- _WHAT TO PRODUCE_
In the records below, find the line holding "Mark each instance of the green foliage"; copy it and every line after it to the end, omitting all images.

— BEGIN DATASET ENTRIES —

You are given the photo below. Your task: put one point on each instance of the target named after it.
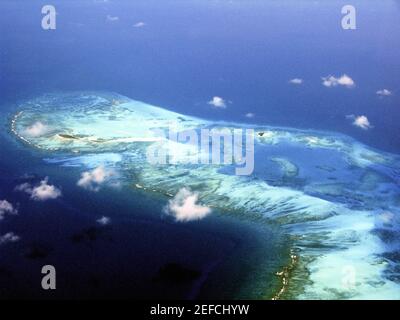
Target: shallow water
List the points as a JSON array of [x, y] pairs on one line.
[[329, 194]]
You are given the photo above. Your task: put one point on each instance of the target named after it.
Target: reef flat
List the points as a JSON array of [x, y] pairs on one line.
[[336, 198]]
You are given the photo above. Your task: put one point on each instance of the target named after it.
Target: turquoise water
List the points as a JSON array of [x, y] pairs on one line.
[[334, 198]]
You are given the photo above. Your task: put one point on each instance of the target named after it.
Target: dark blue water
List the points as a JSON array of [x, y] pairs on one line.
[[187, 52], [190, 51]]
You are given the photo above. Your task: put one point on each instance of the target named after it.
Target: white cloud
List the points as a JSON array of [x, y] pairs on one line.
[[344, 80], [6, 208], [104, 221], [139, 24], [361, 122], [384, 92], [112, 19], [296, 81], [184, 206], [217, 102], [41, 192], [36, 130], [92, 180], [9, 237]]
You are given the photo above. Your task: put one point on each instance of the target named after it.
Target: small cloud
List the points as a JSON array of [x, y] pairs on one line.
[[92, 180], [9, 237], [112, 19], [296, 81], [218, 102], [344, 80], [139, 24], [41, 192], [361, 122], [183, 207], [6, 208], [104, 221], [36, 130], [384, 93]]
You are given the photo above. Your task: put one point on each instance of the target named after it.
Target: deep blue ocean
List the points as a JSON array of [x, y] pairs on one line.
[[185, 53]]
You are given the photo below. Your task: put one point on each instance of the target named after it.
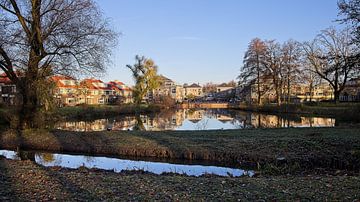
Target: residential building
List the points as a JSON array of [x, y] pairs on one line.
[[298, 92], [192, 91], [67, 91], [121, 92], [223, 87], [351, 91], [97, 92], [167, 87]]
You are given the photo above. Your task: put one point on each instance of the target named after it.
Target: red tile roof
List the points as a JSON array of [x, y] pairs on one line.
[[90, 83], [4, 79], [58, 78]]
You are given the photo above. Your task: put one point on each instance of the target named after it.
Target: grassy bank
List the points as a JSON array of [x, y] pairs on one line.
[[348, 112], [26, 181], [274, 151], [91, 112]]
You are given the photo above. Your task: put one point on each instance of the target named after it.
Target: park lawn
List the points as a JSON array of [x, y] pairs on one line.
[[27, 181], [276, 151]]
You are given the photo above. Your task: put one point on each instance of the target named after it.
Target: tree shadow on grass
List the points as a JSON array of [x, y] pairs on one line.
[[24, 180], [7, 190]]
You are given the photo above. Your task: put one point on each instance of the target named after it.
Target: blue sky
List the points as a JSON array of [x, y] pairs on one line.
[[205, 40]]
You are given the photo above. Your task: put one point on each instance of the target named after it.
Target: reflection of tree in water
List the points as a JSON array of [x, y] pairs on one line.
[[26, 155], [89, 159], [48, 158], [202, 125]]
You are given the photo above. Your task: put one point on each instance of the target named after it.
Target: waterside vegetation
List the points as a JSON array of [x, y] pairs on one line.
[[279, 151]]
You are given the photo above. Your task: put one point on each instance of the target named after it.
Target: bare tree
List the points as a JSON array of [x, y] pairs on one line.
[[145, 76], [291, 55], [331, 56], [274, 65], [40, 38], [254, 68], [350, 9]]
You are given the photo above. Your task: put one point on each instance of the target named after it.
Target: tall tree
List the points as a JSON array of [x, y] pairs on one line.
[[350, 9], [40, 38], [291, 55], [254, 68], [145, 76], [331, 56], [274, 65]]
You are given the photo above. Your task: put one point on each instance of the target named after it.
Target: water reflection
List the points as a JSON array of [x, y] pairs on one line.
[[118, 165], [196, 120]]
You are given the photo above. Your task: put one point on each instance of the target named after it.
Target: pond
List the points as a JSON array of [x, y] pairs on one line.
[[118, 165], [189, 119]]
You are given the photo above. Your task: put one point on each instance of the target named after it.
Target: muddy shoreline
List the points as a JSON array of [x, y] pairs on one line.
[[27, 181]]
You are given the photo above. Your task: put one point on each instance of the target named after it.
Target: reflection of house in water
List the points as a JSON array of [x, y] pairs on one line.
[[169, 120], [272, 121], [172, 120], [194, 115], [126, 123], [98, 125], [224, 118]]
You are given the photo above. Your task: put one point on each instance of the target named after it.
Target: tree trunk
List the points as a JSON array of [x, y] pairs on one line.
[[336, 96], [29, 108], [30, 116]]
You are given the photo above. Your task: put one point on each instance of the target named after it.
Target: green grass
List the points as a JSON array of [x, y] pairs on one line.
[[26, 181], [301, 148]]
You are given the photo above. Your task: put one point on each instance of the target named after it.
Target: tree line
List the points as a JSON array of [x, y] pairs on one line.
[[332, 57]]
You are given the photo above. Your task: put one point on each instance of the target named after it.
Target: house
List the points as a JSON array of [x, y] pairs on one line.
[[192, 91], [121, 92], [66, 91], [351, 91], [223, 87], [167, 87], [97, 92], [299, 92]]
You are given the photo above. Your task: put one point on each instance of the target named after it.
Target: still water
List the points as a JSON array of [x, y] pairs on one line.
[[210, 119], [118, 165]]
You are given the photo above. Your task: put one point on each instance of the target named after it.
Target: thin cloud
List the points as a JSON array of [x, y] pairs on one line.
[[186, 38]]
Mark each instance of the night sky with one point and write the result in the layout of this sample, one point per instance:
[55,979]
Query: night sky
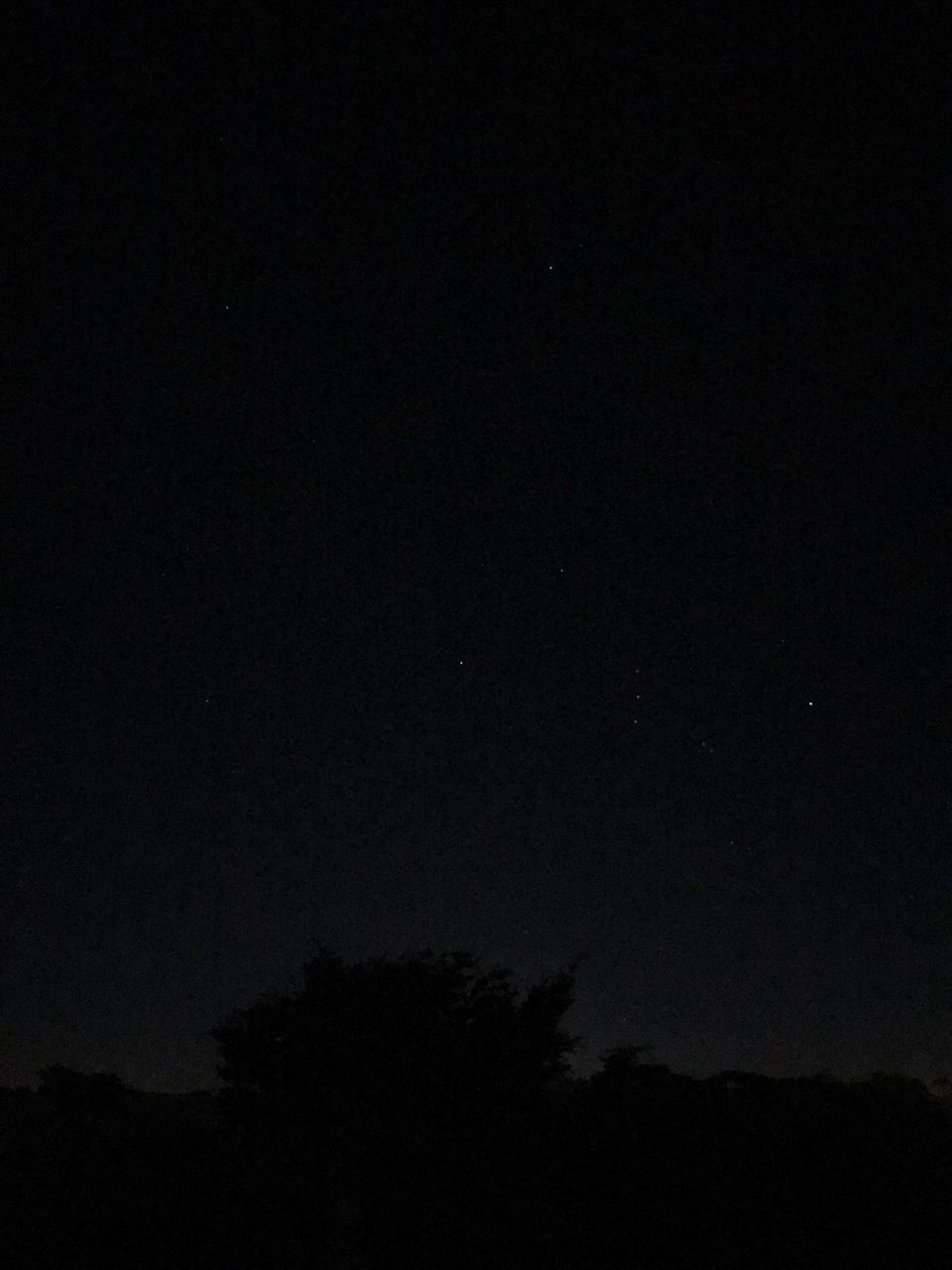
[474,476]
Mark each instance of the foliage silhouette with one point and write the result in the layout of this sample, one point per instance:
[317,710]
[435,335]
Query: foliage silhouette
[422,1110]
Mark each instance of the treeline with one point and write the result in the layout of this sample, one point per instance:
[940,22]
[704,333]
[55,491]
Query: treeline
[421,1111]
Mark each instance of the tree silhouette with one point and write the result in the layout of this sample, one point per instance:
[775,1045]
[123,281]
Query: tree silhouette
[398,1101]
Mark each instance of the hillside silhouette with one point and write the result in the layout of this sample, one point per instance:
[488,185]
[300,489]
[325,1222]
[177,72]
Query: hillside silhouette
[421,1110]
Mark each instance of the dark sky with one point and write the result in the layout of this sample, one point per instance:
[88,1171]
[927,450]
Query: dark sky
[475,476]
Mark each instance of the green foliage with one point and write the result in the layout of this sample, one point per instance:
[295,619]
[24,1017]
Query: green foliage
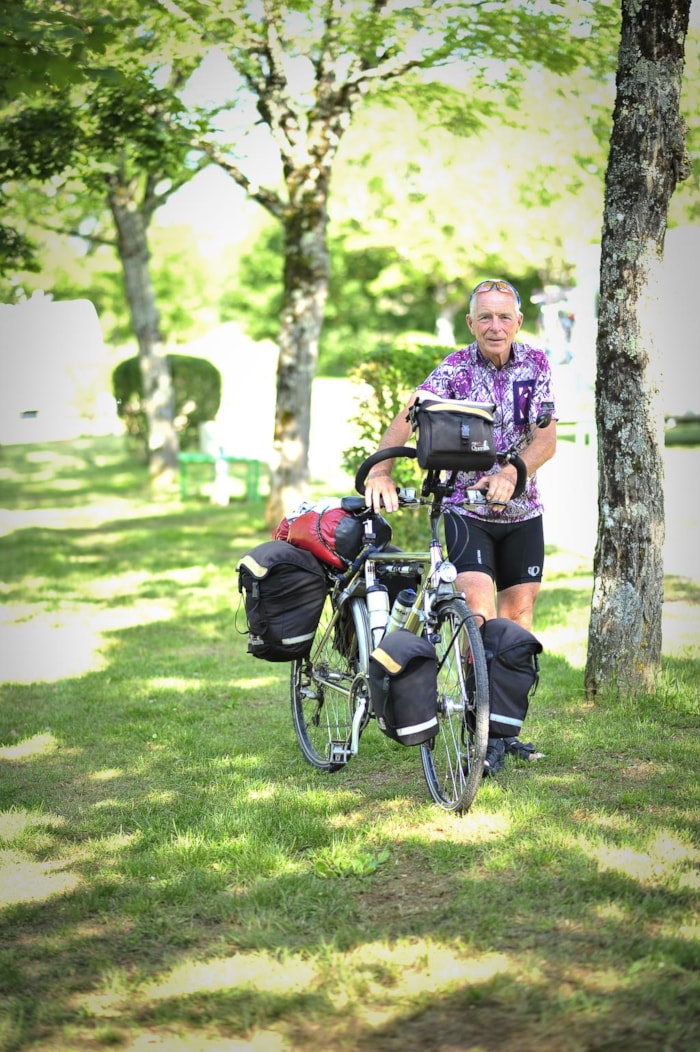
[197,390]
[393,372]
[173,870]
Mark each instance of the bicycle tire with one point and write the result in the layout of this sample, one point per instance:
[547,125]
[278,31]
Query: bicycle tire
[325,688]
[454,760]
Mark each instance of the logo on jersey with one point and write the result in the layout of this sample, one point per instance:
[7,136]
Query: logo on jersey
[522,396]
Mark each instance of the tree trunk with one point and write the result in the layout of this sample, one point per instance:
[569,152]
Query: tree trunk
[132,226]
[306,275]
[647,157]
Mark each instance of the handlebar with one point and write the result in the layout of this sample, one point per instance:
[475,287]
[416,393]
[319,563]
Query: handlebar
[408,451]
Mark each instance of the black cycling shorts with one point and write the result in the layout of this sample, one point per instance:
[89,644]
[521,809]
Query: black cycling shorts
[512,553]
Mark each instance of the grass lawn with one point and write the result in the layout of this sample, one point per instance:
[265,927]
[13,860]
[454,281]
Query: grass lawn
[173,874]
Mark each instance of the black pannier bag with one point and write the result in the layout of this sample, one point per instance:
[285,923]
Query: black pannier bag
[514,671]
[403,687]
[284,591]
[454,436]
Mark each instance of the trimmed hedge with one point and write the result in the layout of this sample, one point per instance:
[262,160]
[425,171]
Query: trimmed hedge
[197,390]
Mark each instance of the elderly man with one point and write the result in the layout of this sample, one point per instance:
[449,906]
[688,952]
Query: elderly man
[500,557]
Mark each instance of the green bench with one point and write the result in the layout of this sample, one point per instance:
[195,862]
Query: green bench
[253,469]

— END DATASET ENTRIES —

- _SOLUTION FOR THIS EXERCISE_
Mark each instance of the green foliage with one point and write the result in the layout of this sample, one point per instance:
[295,619]
[24,1017]
Query: green foliage
[197,390]
[393,372]
[173,870]
Mark each instance of the bicycle tire with one point and write the result in the layout of this sample, one point per instance:
[547,125]
[278,31]
Query: bicycle tire
[325,688]
[454,760]
Mark each instance of the logo on jersey with one point and write the result in the layout of this sample, one point per instance:
[7,136]
Query: logo on jersey
[522,396]
Mark each instance of the tree trunk with one point and write the result in the layout of this sample, one point per instance:
[569,152]
Query: tree trunk
[132,226]
[306,275]
[647,157]
Mark each instance of the handlebar with one point and write the result in the layout of this sample, one point per instance:
[475,287]
[416,393]
[319,563]
Query: handlebar
[408,451]
Mark each instance of the black cycling shorts with one point and write the result in the layout of this sample, one point per instance:
[89,644]
[521,809]
Query: black cycling shorts
[512,553]
Mark each instance of the grass lawn with one point and write the result in the layout of this sample, one point per instance:
[265,927]
[13,860]
[454,281]
Query: grass lawn
[173,874]
Mark each instance of the black pannier bag with one point and write the result in the layout of this sample, one point per instance:
[285,923]
Query: black pannier bag
[514,671]
[403,687]
[284,591]
[454,436]
Mark each instance of the trimmed hedge with one point and write the result in the layout of this sample, one point per instance:
[262,160]
[425,171]
Query: trimmed hedge
[197,390]
Mark each instance of the elderly man with one point and write the result in the layout of this sample, one point per instance:
[449,906]
[688,952]
Query: elderly man
[500,557]
Mark each instance of the green bench with one point and write the result in the layout of this sample, one point per instance:
[195,862]
Query: green bench
[253,469]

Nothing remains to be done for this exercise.